** START **

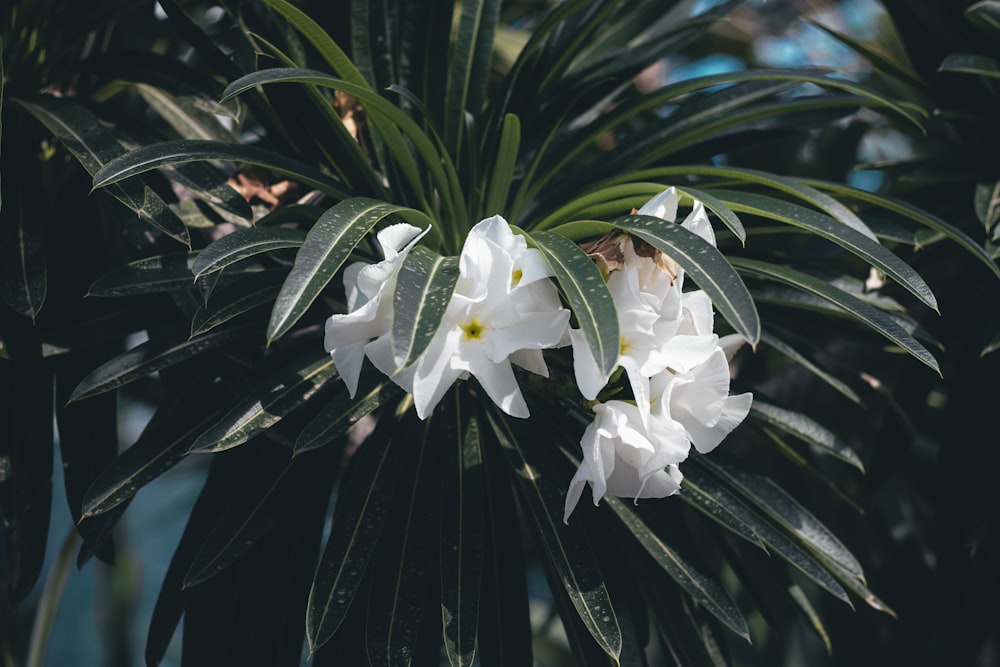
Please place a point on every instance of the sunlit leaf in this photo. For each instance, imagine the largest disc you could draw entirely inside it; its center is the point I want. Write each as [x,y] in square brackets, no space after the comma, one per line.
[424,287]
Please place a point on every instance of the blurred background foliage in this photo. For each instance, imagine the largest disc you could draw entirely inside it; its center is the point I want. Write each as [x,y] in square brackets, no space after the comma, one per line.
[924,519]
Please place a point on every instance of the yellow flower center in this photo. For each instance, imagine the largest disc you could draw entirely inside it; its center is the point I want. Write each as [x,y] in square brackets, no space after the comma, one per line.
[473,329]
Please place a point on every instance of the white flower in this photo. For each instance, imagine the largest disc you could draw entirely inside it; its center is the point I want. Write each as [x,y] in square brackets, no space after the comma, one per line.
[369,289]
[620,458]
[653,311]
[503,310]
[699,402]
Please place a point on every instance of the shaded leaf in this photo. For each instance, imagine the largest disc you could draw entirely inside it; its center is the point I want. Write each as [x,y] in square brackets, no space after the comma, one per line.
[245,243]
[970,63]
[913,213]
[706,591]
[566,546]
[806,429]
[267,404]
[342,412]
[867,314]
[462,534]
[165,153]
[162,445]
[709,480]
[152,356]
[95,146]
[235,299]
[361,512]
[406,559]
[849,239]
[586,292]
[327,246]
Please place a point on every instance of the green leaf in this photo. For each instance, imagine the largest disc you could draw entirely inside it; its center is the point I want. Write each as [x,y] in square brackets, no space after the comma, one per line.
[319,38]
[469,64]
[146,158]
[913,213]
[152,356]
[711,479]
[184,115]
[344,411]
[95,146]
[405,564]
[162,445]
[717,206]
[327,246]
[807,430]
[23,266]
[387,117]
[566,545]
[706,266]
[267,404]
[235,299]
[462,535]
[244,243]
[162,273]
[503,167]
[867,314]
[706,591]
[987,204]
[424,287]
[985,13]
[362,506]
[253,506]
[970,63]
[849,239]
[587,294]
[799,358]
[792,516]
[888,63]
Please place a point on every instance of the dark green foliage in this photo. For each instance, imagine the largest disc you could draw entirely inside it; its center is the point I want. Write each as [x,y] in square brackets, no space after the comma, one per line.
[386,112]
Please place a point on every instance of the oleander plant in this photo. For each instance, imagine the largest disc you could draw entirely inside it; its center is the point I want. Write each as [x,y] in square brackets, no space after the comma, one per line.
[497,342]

** END **
** START **

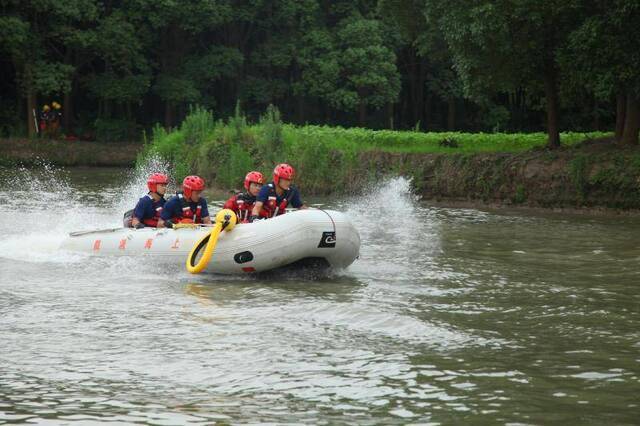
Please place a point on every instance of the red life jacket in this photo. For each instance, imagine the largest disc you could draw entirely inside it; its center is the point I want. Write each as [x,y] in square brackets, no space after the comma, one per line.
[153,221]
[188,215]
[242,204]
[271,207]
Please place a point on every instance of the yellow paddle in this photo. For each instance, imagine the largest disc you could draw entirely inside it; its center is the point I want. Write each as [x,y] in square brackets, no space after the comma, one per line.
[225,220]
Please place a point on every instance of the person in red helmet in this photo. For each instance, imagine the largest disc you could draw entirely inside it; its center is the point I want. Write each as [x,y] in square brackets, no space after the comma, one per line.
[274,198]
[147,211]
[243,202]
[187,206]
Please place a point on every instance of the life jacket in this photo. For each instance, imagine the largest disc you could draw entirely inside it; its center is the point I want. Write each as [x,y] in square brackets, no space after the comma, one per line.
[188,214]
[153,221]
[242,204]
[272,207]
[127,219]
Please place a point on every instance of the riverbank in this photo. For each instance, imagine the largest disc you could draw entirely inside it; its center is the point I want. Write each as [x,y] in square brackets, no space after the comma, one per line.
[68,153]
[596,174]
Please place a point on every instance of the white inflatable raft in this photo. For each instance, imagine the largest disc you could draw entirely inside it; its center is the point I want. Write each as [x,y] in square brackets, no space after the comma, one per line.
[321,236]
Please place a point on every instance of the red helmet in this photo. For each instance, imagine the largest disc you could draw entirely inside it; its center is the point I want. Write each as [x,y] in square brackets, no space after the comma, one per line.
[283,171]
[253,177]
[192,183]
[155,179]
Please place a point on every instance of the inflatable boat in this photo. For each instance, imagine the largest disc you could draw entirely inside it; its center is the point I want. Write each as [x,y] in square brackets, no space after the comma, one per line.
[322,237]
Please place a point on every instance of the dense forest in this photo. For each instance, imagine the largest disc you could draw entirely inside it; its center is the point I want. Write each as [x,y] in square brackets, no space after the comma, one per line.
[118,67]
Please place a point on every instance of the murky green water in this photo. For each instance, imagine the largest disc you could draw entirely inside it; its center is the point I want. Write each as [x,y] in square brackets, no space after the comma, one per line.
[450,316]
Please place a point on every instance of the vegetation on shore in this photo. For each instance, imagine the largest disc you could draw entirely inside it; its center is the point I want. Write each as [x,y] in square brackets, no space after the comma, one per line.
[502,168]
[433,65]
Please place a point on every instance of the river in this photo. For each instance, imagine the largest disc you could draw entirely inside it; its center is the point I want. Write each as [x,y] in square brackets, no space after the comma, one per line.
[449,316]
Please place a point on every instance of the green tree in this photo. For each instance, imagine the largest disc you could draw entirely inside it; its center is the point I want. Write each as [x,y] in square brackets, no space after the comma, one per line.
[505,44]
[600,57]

** END **
** START **

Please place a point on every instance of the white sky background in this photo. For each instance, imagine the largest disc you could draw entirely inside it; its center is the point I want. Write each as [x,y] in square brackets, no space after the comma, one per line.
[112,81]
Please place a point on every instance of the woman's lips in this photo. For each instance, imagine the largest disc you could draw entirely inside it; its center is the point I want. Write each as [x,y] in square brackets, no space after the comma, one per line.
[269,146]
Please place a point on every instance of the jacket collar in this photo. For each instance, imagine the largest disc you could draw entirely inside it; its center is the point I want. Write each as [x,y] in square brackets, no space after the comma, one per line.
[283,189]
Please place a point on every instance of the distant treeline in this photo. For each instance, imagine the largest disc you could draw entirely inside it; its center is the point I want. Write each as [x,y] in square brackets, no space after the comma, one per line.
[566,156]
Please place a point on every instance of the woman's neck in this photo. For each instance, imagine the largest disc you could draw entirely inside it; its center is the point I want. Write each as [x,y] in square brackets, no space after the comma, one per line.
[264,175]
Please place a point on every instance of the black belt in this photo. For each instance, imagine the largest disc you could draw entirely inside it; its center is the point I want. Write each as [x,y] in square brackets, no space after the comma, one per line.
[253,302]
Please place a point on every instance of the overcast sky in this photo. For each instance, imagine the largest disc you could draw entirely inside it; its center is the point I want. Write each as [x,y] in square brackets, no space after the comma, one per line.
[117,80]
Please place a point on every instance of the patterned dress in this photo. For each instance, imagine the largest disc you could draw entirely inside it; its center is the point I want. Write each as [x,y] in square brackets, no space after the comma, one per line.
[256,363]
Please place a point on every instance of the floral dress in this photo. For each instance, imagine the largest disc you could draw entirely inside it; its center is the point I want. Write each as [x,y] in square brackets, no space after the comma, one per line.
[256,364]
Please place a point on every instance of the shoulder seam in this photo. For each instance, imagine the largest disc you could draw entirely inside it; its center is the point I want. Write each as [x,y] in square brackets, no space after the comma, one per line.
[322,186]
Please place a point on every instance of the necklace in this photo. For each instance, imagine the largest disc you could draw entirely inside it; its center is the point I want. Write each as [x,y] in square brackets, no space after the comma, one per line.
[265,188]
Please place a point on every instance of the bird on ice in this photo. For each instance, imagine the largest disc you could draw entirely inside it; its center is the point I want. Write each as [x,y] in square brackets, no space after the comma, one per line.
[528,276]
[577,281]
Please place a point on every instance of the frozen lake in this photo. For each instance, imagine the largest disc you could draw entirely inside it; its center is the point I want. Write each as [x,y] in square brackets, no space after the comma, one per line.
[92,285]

** END **

PROMPT:
Count the lines above that contain the string "green". Give only the number.

RIGHT ANSWER:
4